== Records for the task

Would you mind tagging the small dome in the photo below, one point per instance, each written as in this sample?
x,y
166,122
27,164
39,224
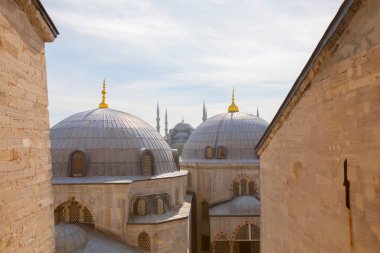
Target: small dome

====

• **Activity**: Pictures aside, every entry above must be repeated exactly.

• **Task answer**:
Would you mind tagging the small dome in the photo below, one point per instance, each written as in this sample?
x,y
166,122
27,164
39,224
Target: small dome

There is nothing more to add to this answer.